看護専門学校の教室から


本日取り上げた○○の資料を共有しておきます。興味のある人は目を通しておいてください。

医療をめぐる情報は、最初は厚労省のHPです。それなりの情報が公表されています。

ただし、メディアはほとんど取り上げないし、情報を読み解く<視点>を持って解説してくれる専門家は、ほとんどいません。

「自分で情報の意味をつかむ」必要が存在します。

でも、だからこそ、「面倒くさい」「忙しいからフォローできない」というのが、現場の医師や看護師さんの日常です。

でもそのままだと、「目隠しをしたまま」、自分、家族、そして患者さんに向き合うことになります。

今回のように、リスクが尋常でないレベルで実は高い薬剤の場合は、冗談ではなく、その命や将来を大きく左右しかねません。

「今のままでは、情報も知らないし、自分の頭で考えてもいない、これは危険だ」と気づく必要があります。目隠ししたまま車を運転する人など、いないでしょう? 同じことです。

情報をちゃんと手に入れること。しかも、メディアや専門家のフィルター(解釈・決めつけ・偏り)を通す前の、なるべく生の事実・データを見つけて、「考える」ことです。視点をもって、技法を使って。

なお、情報は、英語で検索するともっと出てきます。ほんとは、そういう生の情報をなるべく広く集めて、視点をもって眺めることなのです。

もうひとつ大事なのは、データの背後に隠れている苦しみにも、ちゃんと想像力を働かせることです。「89%の人が回復した」ということは、「11%の人はまだ回復していない」ということ。「11%? 100人のうち11人? それって多くないか?」と考えられるようになることです。

メディアや専門家が信頼されなくなりつつあるのは、事実を最初から無視したり、事実を都合よく解釈して、自分たちに有利な内容しか伝えないからです。

君たちは、人を救う側に立つ人間です。苦しみを背負っている人の側に立つ必要があります。

だから、最初に苦しみを見る必要があるのです。「事実を見れば、これだけの人たちが苦しんでいるではないか」と。

「その原因は? どうすれば解消できるのか?」と、しっかり考えを進めていくのです。

そして、<方法>については、なるべく多くを挙げて、選ぶか、選ばないかを、「苦しみを増やさない」という大前提に立って検討することです。

「避けられるリスクは避けるほうがいい」と言えることも、医療従事者にとっては大事なことなのです。「人を救う」ことが使命なのだから。

苦しみに寄り添って、事実・データを調べて、自分の頭で考える。

そうした習慣が身に着くと、情報を拾って分析することも、いっそう速く、正確にできるようになります。

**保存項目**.
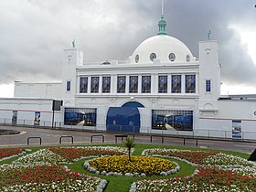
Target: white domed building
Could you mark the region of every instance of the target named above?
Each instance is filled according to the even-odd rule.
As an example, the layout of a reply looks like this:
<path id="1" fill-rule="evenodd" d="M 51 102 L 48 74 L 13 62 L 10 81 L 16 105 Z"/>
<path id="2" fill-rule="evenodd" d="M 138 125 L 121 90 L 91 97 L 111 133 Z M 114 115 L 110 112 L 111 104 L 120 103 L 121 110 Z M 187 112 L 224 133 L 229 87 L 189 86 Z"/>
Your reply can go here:
<path id="1" fill-rule="evenodd" d="M 16 82 L 15 99 L 4 101 L 0 115 L 53 123 L 58 99 L 63 107 L 53 112 L 54 124 L 63 127 L 256 139 L 255 97 L 220 96 L 218 42 L 200 41 L 196 59 L 166 34 L 163 16 L 158 27 L 127 62 L 84 63 L 80 50 L 65 49 L 62 82 Z"/>

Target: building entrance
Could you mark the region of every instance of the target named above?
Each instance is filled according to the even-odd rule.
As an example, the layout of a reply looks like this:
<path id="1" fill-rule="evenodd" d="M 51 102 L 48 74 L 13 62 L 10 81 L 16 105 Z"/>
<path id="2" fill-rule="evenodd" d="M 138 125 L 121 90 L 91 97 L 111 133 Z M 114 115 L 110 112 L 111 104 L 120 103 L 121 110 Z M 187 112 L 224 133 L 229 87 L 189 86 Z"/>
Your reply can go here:
<path id="1" fill-rule="evenodd" d="M 106 120 L 107 131 L 139 133 L 141 117 L 138 107 L 144 105 L 140 102 L 126 102 L 122 107 L 110 107 Z"/>

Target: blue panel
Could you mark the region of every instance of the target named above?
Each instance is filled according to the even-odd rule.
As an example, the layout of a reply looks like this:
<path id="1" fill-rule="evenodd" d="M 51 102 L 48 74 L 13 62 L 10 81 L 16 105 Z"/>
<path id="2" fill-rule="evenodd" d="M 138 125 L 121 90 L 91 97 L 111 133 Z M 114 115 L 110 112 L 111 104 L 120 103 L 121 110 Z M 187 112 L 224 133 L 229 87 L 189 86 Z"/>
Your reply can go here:
<path id="1" fill-rule="evenodd" d="M 107 131 L 139 133 L 140 124 L 140 112 L 136 107 L 110 107 Z"/>
<path id="2" fill-rule="evenodd" d="M 125 102 L 123 105 L 122 105 L 122 107 L 143 107 L 144 108 L 144 106 L 137 101 L 129 101 L 129 102 Z"/>

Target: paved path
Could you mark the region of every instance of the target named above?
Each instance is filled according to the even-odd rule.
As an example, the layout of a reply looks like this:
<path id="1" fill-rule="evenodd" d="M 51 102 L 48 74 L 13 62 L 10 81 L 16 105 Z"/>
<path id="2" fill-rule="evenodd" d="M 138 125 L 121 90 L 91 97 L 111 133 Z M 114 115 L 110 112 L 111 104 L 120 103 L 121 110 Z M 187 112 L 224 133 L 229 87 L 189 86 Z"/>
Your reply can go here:
<path id="1" fill-rule="evenodd" d="M 16 135 L 0 135 L 0 147 L 16 147 L 27 146 L 28 137 L 41 137 L 42 145 L 59 145 L 59 137 L 63 135 L 72 136 L 74 144 L 89 144 L 91 143 L 91 136 L 94 134 L 103 134 L 104 144 L 114 144 L 115 134 L 118 133 L 93 133 L 82 131 L 69 131 L 69 130 L 51 130 L 41 128 L 28 128 L 17 126 L 0 126 L 0 129 L 16 130 L 21 132 Z M 62 144 L 70 144 L 71 138 L 63 137 L 61 139 Z M 118 138 L 118 143 L 121 143 L 121 138 Z M 149 136 L 136 135 L 135 143 L 151 144 Z M 102 144 L 101 137 L 93 137 L 93 144 Z M 160 137 L 153 137 L 152 144 L 162 144 Z M 165 145 L 183 146 L 182 138 L 165 138 Z M 29 145 L 39 145 L 39 139 L 29 139 Z M 197 147 L 195 140 L 186 140 L 186 146 Z M 209 149 L 222 149 L 229 151 L 237 151 L 251 154 L 256 148 L 256 143 L 245 142 L 225 142 L 213 140 L 198 140 L 198 148 Z"/>

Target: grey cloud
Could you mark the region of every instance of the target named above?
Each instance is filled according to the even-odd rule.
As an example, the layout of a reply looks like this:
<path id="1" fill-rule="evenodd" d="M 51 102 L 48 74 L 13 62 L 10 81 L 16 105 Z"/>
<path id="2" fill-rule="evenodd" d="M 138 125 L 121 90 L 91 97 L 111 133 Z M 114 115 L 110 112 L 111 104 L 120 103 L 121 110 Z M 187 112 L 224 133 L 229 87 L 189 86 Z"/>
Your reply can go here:
<path id="1" fill-rule="evenodd" d="M 59 80 L 62 49 L 77 47 L 85 60 L 127 59 L 145 38 L 157 33 L 161 1 L 4 0 L 0 2 L 0 83 Z M 230 23 L 253 25 L 251 1 L 165 0 L 168 34 L 197 57 L 198 41 L 219 42 L 222 80 L 255 81 L 256 68 Z"/>

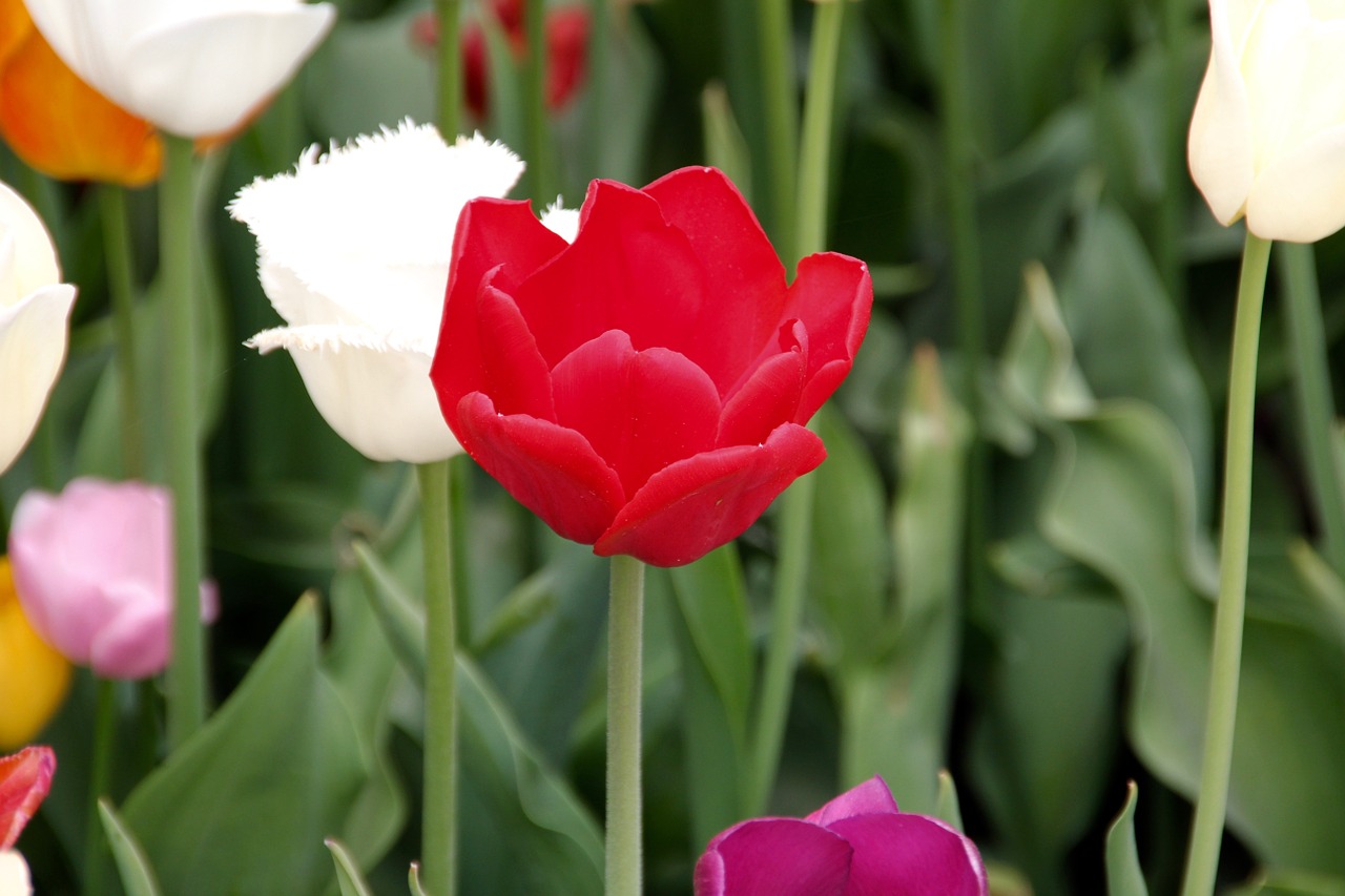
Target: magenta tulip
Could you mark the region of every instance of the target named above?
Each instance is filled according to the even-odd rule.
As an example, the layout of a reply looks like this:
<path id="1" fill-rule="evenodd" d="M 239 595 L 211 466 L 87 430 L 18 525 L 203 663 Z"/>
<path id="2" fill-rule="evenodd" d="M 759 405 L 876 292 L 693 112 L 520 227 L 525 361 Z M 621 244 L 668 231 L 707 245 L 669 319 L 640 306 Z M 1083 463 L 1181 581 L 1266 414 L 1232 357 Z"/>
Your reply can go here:
<path id="1" fill-rule="evenodd" d="M 710 841 L 697 896 L 985 896 L 975 845 L 927 815 L 897 810 L 870 778 L 807 818 L 753 818 Z"/>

**取り組む課題**.
[1] 提示文によると、医療をめぐる情報を調べるとき、最初に当たるのはどこですか。
[2] 提示文のうち、「君たちは、人を救う側に立つ人」から「苦しみに寄り添って、事実・データを調べて、自分の頭で考える。」までをすべて書き写しなさい。

**各課題の解答**.
[1] 厚労省のHPです。

[2]
君たちは、人を救う側に立つ人間です。苦しみを背負っている人の側に立つ必要があります。

だから、最初に苦しみを見る必要があるのです。「事実を見れば、これだけの人たちが苦しんでいるではないか」と。

「その原因は? どうすれば解消できるのか?」と、しっかり考えを進めていくのです。

そして、<方法>については、なるべく多くを挙げて、選ぶか、選ばないかを、「苦しみを増やさない」という大前提に立って検討することです。

「避けられるリスクは避けるほうがいい」と言えることも、医療従事者にとっては大事なことなのです。「人を救う」ことが使命なのだから。

苦しみに寄り添って、事実・データを調べて、自分の頭で考える。